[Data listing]

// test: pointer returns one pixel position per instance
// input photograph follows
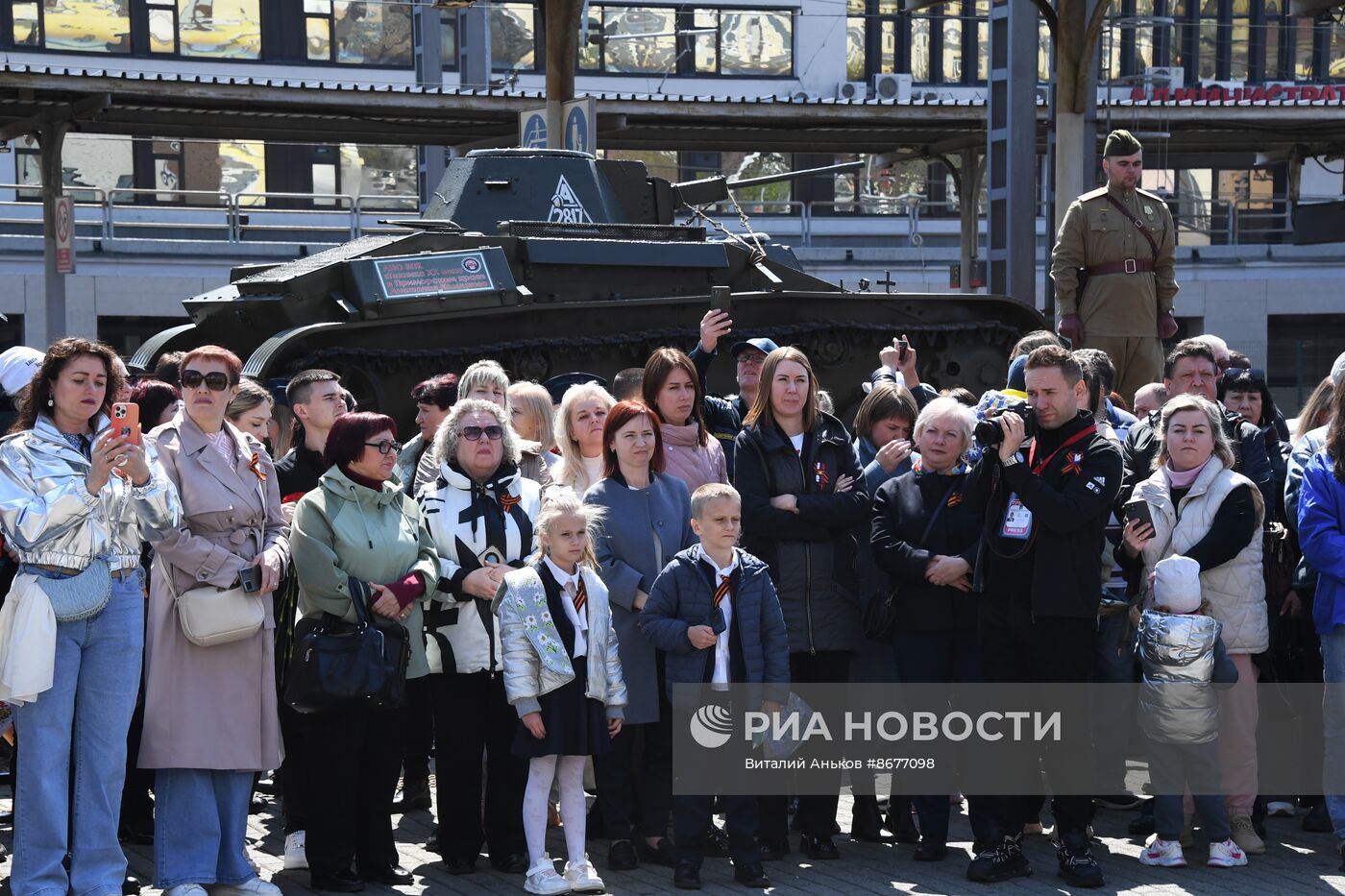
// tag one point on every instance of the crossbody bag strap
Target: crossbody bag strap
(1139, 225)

=== Brief ===
Print every line of the data above word for word, but leave out the picture.

=== The output ===
// test: pointer returns one pixel position per instance
// input photograph follows
// tag one point on every instance of the crossbody bag strap
Target: crossbody bag strap
(1139, 225)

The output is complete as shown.